>>>>
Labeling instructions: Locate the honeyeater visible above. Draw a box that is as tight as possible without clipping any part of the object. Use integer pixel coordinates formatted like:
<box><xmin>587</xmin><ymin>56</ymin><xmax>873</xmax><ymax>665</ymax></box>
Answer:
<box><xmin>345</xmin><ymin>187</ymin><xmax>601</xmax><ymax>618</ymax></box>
<<<<
>>>>
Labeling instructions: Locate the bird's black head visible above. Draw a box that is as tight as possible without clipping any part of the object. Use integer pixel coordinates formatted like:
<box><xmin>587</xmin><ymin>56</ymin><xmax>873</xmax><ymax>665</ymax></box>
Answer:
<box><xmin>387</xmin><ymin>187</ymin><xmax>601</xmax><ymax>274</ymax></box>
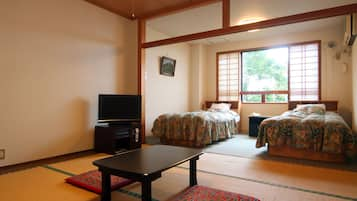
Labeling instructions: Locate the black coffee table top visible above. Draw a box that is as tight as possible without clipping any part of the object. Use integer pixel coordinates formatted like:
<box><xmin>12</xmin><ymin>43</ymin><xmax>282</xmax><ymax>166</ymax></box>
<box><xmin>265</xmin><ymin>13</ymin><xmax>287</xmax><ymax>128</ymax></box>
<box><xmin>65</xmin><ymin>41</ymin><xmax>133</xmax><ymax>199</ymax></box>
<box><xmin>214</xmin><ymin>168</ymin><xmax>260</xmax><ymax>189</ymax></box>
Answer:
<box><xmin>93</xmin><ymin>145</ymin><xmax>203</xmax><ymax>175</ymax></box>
<<<<
Show in full each line above that contains the word "possible".

Labeling instructions: Locate the honeyeater visible above. Draw a box that is as tight as possible without clipping any part of the object. Use integer pixel coordinates formatted like:
Labeling instructions: Locate the bird's black head visible above. Draw a box that is as tight as possible without clipping any part of the object. Use integer pixel coordinates formatted like:
Labeling instructions: Locate the black coffee table top visible above. Draw a box that is as tight as possible without clipping any part of the object. Use integer pixel coordinates formatted like:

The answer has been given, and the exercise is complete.